**WORK TO COMPLETE:** Render every line of the entries below as a JSON list of strings, one string per line, with blank lines left out.

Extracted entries
● ● ● ●

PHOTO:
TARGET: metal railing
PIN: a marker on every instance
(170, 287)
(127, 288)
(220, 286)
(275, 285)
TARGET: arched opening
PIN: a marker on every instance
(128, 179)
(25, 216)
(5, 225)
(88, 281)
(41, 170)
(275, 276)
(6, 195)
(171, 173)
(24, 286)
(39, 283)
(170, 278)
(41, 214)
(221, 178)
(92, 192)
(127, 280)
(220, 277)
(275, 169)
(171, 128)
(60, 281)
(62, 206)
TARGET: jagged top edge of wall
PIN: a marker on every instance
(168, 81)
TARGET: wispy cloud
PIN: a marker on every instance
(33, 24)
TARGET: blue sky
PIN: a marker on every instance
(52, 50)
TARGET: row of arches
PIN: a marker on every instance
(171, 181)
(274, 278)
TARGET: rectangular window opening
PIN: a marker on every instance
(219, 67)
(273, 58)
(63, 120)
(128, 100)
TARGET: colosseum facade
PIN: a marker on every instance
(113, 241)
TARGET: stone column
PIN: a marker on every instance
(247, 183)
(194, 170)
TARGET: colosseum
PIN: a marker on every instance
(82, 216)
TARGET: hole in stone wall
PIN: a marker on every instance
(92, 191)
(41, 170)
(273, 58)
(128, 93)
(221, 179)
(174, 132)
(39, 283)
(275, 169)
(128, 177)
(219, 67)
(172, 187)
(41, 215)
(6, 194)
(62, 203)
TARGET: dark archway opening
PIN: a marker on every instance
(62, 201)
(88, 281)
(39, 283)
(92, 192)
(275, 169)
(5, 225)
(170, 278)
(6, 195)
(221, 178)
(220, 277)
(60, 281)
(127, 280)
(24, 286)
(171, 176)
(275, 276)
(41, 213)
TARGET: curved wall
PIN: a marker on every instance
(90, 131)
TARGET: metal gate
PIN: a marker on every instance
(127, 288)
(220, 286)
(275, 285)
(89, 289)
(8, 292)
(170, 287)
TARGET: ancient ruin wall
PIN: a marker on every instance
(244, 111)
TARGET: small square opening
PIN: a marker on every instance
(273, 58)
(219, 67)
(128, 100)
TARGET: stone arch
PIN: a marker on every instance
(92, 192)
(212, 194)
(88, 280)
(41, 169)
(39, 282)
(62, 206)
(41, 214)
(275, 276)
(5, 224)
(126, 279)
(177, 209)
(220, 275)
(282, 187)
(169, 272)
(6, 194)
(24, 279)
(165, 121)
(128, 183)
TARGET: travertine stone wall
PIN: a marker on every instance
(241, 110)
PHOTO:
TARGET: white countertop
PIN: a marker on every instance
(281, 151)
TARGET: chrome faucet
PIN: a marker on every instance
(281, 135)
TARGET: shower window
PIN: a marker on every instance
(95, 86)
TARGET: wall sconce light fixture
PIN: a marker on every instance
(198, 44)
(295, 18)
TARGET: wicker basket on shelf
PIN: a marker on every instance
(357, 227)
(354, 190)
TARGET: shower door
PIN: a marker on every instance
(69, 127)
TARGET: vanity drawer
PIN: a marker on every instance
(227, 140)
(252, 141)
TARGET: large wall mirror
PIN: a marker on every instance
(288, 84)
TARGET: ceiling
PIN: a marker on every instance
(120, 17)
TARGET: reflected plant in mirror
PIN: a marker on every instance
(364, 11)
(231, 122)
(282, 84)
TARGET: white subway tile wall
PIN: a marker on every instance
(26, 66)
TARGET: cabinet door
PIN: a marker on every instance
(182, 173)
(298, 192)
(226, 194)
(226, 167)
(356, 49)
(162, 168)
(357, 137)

● ● ● ●

**IN RESPONSE:**
[
  "PHOTO:",
  "TARGET: metal railing",
  "PIN: a marker on every instance",
  "(170, 287)",
  "(127, 288)",
  "(220, 286)",
  "(275, 285)",
  "TARGET: arched opening",
  "PIN: a marker on every instance",
  "(128, 179)",
  "(25, 216)",
  "(5, 225)",
  "(88, 281)",
  "(41, 170)",
  "(275, 276)",
  "(6, 195)",
  "(171, 173)",
  "(24, 286)",
  "(39, 283)",
  "(170, 278)",
  "(41, 214)",
  "(221, 178)",
  "(92, 192)",
  "(127, 280)",
  "(220, 277)",
  "(275, 169)",
  "(171, 128)",
  "(60, 281)",
  "(62, 206)",
  "TARGET: jagged top edge of wall",
  "PIN: a marker on every instance",
  "(168, 81)",
  "TARGET: wispy cloud",
  "PIN: a marker on every instance",
  "(33, 24)",
  "TARGET: blue sky",
  "PIN: a marker on every instance",
  "(52, 50)",
  "TARGET: row of arches",
  "PIN: a marker on every instance",
  "(171, 181)",
  "(274, 278)",
  "TARGET: rectangular window opening",
  "PIN: a marker on every instance",
  "(219, 67)",
  "(273, 58)",
  "(63, 120)",
  "(128, 100)",
  "TARGET: colosseum facade",
  "PIN: a marker on every instance",
  "(113, 241)",
  "TARGET: stone column",
  "PIN: a marker on every instance",
  "(247, 183)",
  "(194, 170)",
  "TARGET: colosseum",
  "PIN: a marker on every instance",
  "(82, 216)",
  "TARGET: hole in stone wall",
  "PIN: a marker on every instance",
  "(92, 191)",
  "(41, 170)",
  "(273, 58)",
  "(128, 93)",
  "(221, 179)",
  "(174, 132)",
  "(39, 283)",
  "(275, 169)",
  "(128, 177)",
  "(219, 67)",
  "(172, 187)",
  "(41, 215)",
  "(6, 194)",
  "(62, 203)",
  "TARGET: dark archway opening",
  "PIN: a marker on every instance",
  "(62, 201)",
  "(88, 281)",
  "(39, 283)",
  "(92, 192)",
  "(275, 169)",
  "(5, 225)",
  "(170, 278)",
  "(6, 195)",
  "(221, 178)",
  "(220, 277)",
  "(60, 281)",
  "(127, 280)",
  "(24, 286)",
  "(171, 176)",
  "(275, 276)",
  "(41, 213)",
  "TARGET: curved wall",
  "PIN: a marker on every instance",
  "(90, 131)",
  "TARGET: metal gate",
  "PIN: a marker on every instance",
  "(127, 288)",
  "(220, 286)",
  "(275, 285)",
  "(89, 289)",
  "(8, 292)",
  "(170, 287)",
  "TARGET: ancient ruin wall",
  "PIN: a marker on every instance",
  "(244, 111)",
  "TARGET: small square opening",
  "PIN: a marker on every instance",
  "(273, 58)",
  "(219, 67)",
  "(128, 100)",
  "TARGET: stone arch",
  "PIN: a marker on every instance",
  "(92, 192)",
  "(212, 194)",
  "(88, 280)",
  "(41, 169)",
  "(39, 282)",
  "(62, 206)",
  "(41, 214)",
  "(275, 276)",
  "(5, 224)",
  "(126, 279)",
  "(177, 209)",
  "(220, 275)",
  "(282, 187)",
  "(169, 272)",
  "(6, 194)",
  "(24, 279)",
  "(165, 121)",
  "(128, 183)",
  "TARGET: travertine stone wall",
  "PIN: a marker on every instance",
  "(241, 110)",
  "PHOTO:",
  "TARGET: white countertop",
  "PIN: a marker on every instance",
  "(281, 151)",
  "TARGET: chrome faucet",
  "PIN: a marker on every instance",
  "(281, 135)",
  "TARGET: shower window",
  "PIN: a marker on every instance",
  "(95, 86)",
  "TARGET: wall sconce light fixture",
  "PIN: a marker on every instance",
  "(198, 44)",
  "(295, 18)",
  "TARGET: wicker basket on shelf",
  "PIN: a marker on every instance",
  "(357, 227)",
  "(354, 190)",
  "TARGET: shower door",
  "PIN: a marker on every instance",
  "(69, 127)",
  "TARGET: vanity drawer",
  "PIN: a marker on every instance",
  "(227, 140)",
  "(252, 141)",
  "TARGET: large wall mirror",
  "PIN: a marker on every instance",
  "(288, 84)",
  "TARGET: ceiling",
  "PIN: a marker on every instance",
  "(120, 17)",
  "TARGET: reflected plant in mirror",
  "PIN: a marker on every instance",
  "(364, 11)",
  "(231, 122)",
  "(282, 84)",
  "TARGET: white subway tile wall",
  "PIN: a marker on every instance",
  "(26, 66)",
  "TARGET: cabinet door",
  "PIN: a marker on every instance",
  "(182, 173)",
  "(298, 192)",
  "(226, 194)",
  "(226, 167)",
  "(356, 49)",
  "(162, 168)",
  "(357, 137)"
]